* Directions for this task *
Reproduce the listing below, swapping every occurrence of "thickest part" for "widest part" and leaving all other text untouched.

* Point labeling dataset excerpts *
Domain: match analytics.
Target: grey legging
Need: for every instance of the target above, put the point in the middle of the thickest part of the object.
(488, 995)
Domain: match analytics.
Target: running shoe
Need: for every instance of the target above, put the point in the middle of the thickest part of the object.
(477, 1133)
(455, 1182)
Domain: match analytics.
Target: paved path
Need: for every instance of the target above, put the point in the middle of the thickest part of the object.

* Task answer *
Domain: match analytics.
Target: grey legging
Need: for every instance of the target above, put the point in the middle of the widest part of the object.
(488, 995)
Domain: match analytics.
Target: running shoe
Need: for every instance of the target above, put the point in the middle of the widest part of the object.
(477, 1133)
(455, 1182)
Domain: match analytics.
Target: paved path
Need: for every instance of the target above, put the point in the middle of the widest part of the object.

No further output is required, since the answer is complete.